___ Given text ___
Instead there were "Dragoons" (founded 1830) and "Mounted Riflemen" (founded c.1840).

In 1861 these mounted regiments were renamed cavalry and given yellow piping.

== Design ==
The M1860 saber was 41 in long with a 35 by 1 in blade and weighed 2 lb 4 oz alone or 3 lb 10 oz with iron scabbard.

The M1860 saber received its name to distinguish it from the larger and heavier Model 1840 Cavalry Saber that it replaced. Like its predecessor it had a brass guard, leather-wrapped grip and steel scabbard but unlike the M1840 it was smaller and easier to handle.

By the end of the Civil War over 300,000 1860 sabers had been produced: 200,000 by Ames, 32,000 by Roby and many more by firms such as Tiffany and Co, Glaze, Justice, and Emerson and Silver.

== Adoption ==
M1860s were carried not only by cavalry but also by many infantry and staff officers as the regulation Model 1850 Army Staff & Field Officers' Sword had to be privately purchased.

High-ranking officers, like their European counterparts, often had their swords ornately engraved with gilding and foliage. Famous users included George Armstrong Custer and J.E.B. Stuart.

Later in the Civil War large cavalry charges became less common and the cavalry took on the role of skirmishers. Many replaced their sabers with extra revolvers, or left it in the saddle while fighting on foot with their repeating Henry rifles and Spencer carbines.
___
_What this exercise asks_:
1) Please transcribe the part of the text on the M1860 saber that opens with the words containing "The M1860 saber received" and closes with "and J.E.B. Stuart.".
2) According to the text on the M1860 saber, why did many infantry and staff officers carry the M1860? Answer in one to three sentences.
3) Take the text on the M1860 saber further, starting after its last sentence.
___ Recorded information ___
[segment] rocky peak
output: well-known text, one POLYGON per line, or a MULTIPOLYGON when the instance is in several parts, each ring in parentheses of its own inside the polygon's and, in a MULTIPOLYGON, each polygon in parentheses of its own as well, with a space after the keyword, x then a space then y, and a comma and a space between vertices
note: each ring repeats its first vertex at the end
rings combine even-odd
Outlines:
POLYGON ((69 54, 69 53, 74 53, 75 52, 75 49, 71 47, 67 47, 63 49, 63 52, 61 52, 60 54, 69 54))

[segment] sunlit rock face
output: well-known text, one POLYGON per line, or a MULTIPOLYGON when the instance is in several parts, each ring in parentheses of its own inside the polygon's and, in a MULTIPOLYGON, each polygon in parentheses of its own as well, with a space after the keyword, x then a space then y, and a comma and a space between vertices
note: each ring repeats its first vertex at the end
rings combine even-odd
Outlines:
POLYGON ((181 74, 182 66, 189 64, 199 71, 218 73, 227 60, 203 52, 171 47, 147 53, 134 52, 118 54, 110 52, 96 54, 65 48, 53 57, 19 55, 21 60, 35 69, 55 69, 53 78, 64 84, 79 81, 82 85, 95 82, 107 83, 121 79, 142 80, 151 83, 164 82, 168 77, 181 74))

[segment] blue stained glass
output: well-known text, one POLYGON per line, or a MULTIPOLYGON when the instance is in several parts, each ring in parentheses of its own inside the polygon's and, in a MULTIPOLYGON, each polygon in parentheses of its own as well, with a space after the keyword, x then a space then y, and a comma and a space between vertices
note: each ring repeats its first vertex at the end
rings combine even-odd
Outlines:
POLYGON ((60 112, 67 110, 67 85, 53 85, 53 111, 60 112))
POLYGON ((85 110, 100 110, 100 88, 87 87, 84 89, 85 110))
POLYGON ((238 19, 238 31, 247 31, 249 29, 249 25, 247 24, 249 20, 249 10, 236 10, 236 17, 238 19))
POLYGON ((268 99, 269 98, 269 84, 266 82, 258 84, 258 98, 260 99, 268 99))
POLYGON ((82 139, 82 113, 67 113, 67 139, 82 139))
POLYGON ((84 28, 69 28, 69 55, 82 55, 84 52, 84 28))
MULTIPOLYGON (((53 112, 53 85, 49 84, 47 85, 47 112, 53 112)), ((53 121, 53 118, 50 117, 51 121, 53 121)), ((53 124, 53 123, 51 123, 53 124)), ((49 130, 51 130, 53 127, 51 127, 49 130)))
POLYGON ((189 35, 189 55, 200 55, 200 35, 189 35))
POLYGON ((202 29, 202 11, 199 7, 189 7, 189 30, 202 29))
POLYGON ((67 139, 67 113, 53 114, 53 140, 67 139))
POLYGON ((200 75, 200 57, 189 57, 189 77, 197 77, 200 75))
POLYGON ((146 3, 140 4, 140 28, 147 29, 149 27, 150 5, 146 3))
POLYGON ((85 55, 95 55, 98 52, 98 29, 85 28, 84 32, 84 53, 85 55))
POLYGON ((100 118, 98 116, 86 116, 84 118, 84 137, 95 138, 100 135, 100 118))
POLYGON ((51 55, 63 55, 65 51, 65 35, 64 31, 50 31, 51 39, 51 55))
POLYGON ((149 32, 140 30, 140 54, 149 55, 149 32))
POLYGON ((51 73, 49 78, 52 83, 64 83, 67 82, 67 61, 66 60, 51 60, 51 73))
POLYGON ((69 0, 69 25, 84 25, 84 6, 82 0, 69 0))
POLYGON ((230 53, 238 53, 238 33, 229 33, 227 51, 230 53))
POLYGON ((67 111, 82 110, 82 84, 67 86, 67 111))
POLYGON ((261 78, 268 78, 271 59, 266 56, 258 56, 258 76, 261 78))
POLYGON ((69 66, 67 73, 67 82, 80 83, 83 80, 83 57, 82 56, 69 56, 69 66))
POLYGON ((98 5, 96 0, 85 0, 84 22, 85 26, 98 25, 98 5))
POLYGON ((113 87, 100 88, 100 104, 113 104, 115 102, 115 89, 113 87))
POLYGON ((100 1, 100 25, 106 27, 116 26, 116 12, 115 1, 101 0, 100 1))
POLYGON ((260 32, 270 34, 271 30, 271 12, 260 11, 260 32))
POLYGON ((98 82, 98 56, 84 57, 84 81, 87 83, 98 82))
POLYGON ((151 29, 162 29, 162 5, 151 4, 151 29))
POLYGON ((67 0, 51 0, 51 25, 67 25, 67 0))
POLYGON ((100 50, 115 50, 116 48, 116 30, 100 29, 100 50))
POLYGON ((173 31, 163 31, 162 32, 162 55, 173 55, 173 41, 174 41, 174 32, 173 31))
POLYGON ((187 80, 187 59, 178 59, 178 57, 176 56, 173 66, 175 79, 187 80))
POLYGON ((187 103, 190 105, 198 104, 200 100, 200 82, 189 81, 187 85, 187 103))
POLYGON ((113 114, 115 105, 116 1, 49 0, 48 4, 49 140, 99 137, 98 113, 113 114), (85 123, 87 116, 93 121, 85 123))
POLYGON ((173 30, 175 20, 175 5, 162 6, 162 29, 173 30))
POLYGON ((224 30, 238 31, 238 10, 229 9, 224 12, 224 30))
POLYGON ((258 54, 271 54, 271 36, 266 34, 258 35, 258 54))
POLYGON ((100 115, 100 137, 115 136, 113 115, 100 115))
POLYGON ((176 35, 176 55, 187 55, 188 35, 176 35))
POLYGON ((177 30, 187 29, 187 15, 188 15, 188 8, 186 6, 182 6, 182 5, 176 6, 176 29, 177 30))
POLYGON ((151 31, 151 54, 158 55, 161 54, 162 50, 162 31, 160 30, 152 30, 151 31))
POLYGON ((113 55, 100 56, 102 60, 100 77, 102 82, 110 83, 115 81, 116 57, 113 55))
___
_Exercise results_:
1)
The M1860 saber received its name to distinguish it from the larger and heavier Model 1840 Cavalry Saber that it replaced. Like its predecessor it had a brass guard, leather-wrapped grip and steel scabbard but unlike the M1840 it was smaller and easier to handle.

By the end of the Civil War over 300,000 1860 sabers had been produced: 200,000 by Ames, 32,000 by Roby and many more by firms such as Tiffany and Co, Glaze, Justice, and Emerson and Silver.

== Adoption ==
M1860s were carried not only by cavalry but also by many infantry and staff officers as the regulation Model 1850 Army Staff & Field Officers' Sword had to be privately purchased.

High-ranking officers, like their European counterparts, often had their swords ornately engraved with gilding and foliage. Famous users included George Armstrong Custer and J.E.B. Stuart.

2) Many infantry and staff officers carried the M1860 because the regulation Model 1850 Army Staff & Field Officers' Sword had to be privately purchased.

3)
The adoption of the Model 1860 started from the American Civil War until the end of the Indian wars; some were still in use during the Spanish–American War.

=== Legacy ===
This is the sword the cavalry use in Westerns, many being original antiques purchased by the movie industry in the 1920s when surplus Civil War equipment was cheap.

=== Current usage ===
This model is currently used in some U.S. Army Cavalry units in Color Guards, or when in period type uniforms. Most are given as PCS (Permanent Change of Station) or ETS (Expiration of Term of Service) gifts to a departing Cavalry Trooper.

Usually engraved on the scabbard with his name, rank and dates of service. Some are also worn, in full Dress Blues, (when earned on a "Spur Ride" or combat tour) with Stetson and Spurs.